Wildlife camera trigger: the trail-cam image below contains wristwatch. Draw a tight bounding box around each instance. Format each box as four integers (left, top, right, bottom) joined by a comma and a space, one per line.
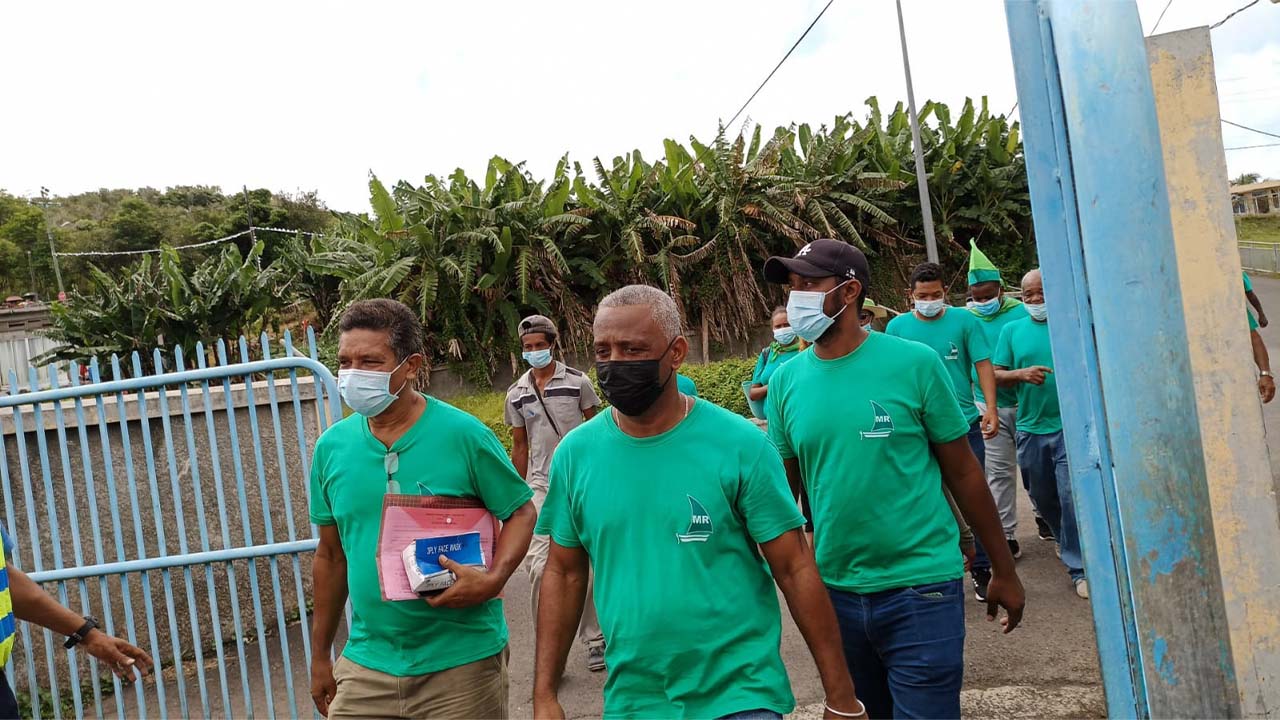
64, 616, 99, 649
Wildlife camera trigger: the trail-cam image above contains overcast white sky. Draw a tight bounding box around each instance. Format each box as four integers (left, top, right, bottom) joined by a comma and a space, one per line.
1, 0, 1277, 212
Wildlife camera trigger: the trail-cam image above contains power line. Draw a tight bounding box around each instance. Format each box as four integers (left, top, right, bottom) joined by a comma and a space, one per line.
1149, 0, 1175, 35
1222, 119, 1280, 140
53, 226, 321, 257
1211, 0, 1260, 29
1225, 143, 1280, 150
633, 0, 838, 248
725, 0, 836, 130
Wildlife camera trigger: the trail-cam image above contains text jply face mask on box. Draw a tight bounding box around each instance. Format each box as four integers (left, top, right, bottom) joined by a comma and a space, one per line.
401, 531, 487, 595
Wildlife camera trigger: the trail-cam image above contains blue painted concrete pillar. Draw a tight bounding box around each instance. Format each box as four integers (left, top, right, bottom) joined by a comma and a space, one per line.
1005, 2, 1239, 717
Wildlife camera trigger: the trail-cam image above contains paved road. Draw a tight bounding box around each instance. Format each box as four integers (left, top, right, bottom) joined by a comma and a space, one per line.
104, 472, 1106, 720
505, 492, 1105, 719
44, 278, 1280, 718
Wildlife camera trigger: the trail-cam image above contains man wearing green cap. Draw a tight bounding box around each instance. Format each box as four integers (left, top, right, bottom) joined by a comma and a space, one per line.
966, 240, 1038, 546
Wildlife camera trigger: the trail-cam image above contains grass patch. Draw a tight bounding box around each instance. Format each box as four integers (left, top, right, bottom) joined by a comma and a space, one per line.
1237, 216, 1280, 244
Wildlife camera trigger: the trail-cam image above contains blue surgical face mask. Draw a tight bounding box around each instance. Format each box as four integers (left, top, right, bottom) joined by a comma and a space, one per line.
786, 280, 852, 343
523, 349, 553, 368
968, 296, 1002, 317
915, 299, 947, 318
338, 357, 410, 417
773, 327, 797, 345
862, 323, 874, 333
1026, 303, 1048, 322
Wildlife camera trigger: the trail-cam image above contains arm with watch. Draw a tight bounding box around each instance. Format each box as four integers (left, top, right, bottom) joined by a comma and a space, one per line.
8, 562, 152, 680
1251, 330, 1275, 404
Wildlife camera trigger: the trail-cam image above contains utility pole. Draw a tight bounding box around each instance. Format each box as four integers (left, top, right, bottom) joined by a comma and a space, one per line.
38, 187, 66, 301
26, 251, 37, 294
243, 185, 256, 246
895, 0, 939, 263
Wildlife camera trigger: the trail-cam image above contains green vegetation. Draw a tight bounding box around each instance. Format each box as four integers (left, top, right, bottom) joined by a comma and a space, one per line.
0, 186, 331, 300
38, 97, 1034, 378
319, 96, 1032, 381
449, 357, 761, 451
1237, 216, 1280, 245
40, 241, 295, 363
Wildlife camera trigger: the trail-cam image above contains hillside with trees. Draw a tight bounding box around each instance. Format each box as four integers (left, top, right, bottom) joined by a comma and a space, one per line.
0, 186, 332, 299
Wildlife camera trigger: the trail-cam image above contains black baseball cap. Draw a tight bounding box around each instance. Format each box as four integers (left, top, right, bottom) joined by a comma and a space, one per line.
763, 238, 871, 287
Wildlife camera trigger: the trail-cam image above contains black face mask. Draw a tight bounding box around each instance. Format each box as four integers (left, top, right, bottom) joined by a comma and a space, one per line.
596, 338, 677, 417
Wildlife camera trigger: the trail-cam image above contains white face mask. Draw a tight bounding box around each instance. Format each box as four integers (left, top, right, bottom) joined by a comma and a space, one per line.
1025, 303, 1048, 322
786, 280, 852, 342
914, 299, 947, 318
338, 357, 411, 417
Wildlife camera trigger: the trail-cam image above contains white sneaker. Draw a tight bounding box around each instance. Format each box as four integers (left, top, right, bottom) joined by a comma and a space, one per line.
1075, 578, 1089, 599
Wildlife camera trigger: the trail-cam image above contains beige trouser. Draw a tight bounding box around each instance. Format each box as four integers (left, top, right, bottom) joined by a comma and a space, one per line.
328, 651, 508, 720
528, 484, 604, 647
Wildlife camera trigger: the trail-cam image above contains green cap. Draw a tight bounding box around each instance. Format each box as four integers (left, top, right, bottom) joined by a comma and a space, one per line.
967, 240, 1001, 286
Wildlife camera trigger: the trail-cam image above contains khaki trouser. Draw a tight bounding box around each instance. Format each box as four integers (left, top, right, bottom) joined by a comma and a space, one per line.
528, 484, 604, 647
327, 650, 508, 720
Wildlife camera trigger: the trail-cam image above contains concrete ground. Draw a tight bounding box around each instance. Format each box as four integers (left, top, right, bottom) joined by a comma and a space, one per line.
507, 491, 1106, 720
97, 272, 1280, 720
98, 462, 1106, 720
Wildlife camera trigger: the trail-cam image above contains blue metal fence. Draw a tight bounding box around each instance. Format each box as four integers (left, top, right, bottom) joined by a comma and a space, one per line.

» **WHAT IS BEING ASKED**:
In the printed copy, the material above must appear unchanged and without its pictures.

» **EXPECTED ANSWER**:
Wildlife camera trigger: the trail-cam image below contains wristwatch. Draw a tight bounding box around each instance. Format each box as four integers (left, top, right, bottom) joined by a comma and a space, one per line.
64, 616, 99, 649
Wildlife camera trigger: the trail-cam image above contains overcast white sky. Draw a tight bounding box around each instance. Format each box as four integers (left, top, right, bottom) joined by a comma and a space, one per line.
1, 0, 1277, 212
Wildlife camera trigger: the trail-cam image above contains power line. Draw a tight bounding box around each instance. Format each box as four integers (left, top, right, bottom) joined by a comma and a space, one per line.
1149, 0, 1175, 35
1222, 119, 1280, 140
53, 226, 321, 257
1211, 0, 1260, 29
1225, 143, 1280, 150
633, 0, 838, 248
725, 0, 836, 130
Wildlife camera trigger: the trail-cam image above contains text jply face mask on box. Draw a tight bounding box around each instance. Format each box as four integers (left, top, right, bottom) joined by a comma and a space, one per line.
401, 531, 487, 595
Wildlife camera trigger: the trail-cam image above contains blue painted concrete pillar. Draw a tight bounding box around each instance. Format each box as four integers (left, top, right, bottom) joined by a comma and a space, one per line.
1005, 2, 1239, 717
Wildlife camera trigger: the trail-cam image above contains paved road. Draw a tight bounding box around each instance. Format each box as four integers (left, top, right, bottom) joined by a comma and a space, one per line.
104, 472, 1106, 720
505, 492, 1105, 719
44, 278, 1280, 718
Wildlife camera trigger: the trail-cam image above contains man wearing green cap. Draw a tight bounding box around each instance. Format each box as four integers (left, top, right, bottom) joined by a comma and a space, one per line.
966, 240, 1038, 546
Wildlife camera trigger: the trail-cam image above contains grass patch. Draw a tight bounding box around each instance. Format each box as four integers (left, top, right, bottom) joined by a comma and a space, one per line.
1237, 216, 1280, 244
Wildlife camera trigger: the trail-cam image above contains blue surgical face mask. Draw a tight bounding box around each instance. Format each box as four integers (left, top, right, bottom) joined by a comma and a space, one per line.
786, 280, 852, 343
523, 349, 553, 368
968, 296, 1002, 317
915, 299, 947, 318
338, 357, 410, 417
773, 327, 797, 345
862, 323, 874, 333
1026, 303, 1048, 322
Wildlife camera trigger: the trail-cam image above contains arm with watch. Draw a tight bounding box around each instance. Format each box as four integers (left, top, right, bottom) joined by a comma and a space, one per line.
8, 562, 152, 680
1251, 330, 1275, 404
Wildlife camera trigger: the trail-cam image above contains utility pole. Draw a tight bounding box around each instance. Format each box as four integers (left, top, right, bottom) joined by a comma and a space, one per line.
38, 187, 66, 301
26, 251, 37, 294
243, 185, 256, 246
895, 0, 939, 263
Wildlife camera trigger: the trail-cam image above contains green vegetation. Draw a tight bounding box around each instance. Format each box as four integers (left, top, right, bottom) joined by a comma and a space, one per line.
0, 186, 331, 300
38, 97, 1034, 378
319, 96, 1032, 381
449, 357, 761, 451
1237, 216, 1280, 245
40, 241, 295, 363
Wildlife camera trigger: the trail-cam image above contains hillside with trees. Draw a tight bounding box around each instance. Format each box as four integers (left, top, right, bottom) joined by a comma and a space, one per line.
0, 186, 332, 299
Wildlife camera trigger: the trail-cam image above contains black baseball cap. Draw a tight bounding box around each instance. Format each box as four integers (left, top, right, bottom) joined by a comma and a space, one per line.
763, 238, 871, 287
Wildlife camera trigger: the trail-cam image above contains black face mask. Draw a tight bounding box around each instance. Format each box as four integers (left, top, right, bottom) joined by a comma and a space, one per line.
596, 338, 677, 417
Wildlife camera trigger: the trail-cam image above contains white face mask. Draw a tight bounding box around each instance. Format each box as four integers (left, top, right, bottom) joined by a comma and a space, one per line.
1025, 303, 1048, 322
786, 280, 852, 342
914, 299, 947, 318
338, 357, 411, 417
Wildlife camera trigger: the trail-cam image above contains white sneaker. Draw a tight bounding box around each instance. Format each box as four integers (left, top, right, bottom) joined by a comma and a space, one per line.
1075, 578, 1089, 599
Wildlife camera trigger: the trail-cam image above contains beige trouser. Draw a tight bounding box around each instance. Format each box as four integers (left, top, right, bottom) joined by a comma and a space, one per line.
328, 651, 508, 720
528, 484, 604, 647
Wildlife camera trigger: the trail-cam image above contains green cap. Draw a tight bounding box around each instance. Format each box as four integers (left, top, right, bottom) joined by a comma and a space, one per line.
967, 240, 1001, 286
Wildlife camera trigger: the trail-cam image above contains khaki trouser. Draw a tight bounding box around each instance. Format each box as four integers (left, top, right, bottom) joined by a comma and a space, one per line.
528, 484, 604, 647
327, 650, 508, 720
Wildlife camera trigger: the trail-cam image above contains concrete ground. Draw a tight bounding box around each instance. Format each box as four integers (left, top, right, bottom) joined by a comma and a space, one per line.
507, 491, 1106, 720
97, 272, 1280, 720
98, 462, 1106, 720
Wildlife camera trigger: the trail-cam image above contains blue metal fence. Draw a tight bounding box around each instance. Format each box as four integers (left, top, right, bottom) joined by a comma and a space, one per line.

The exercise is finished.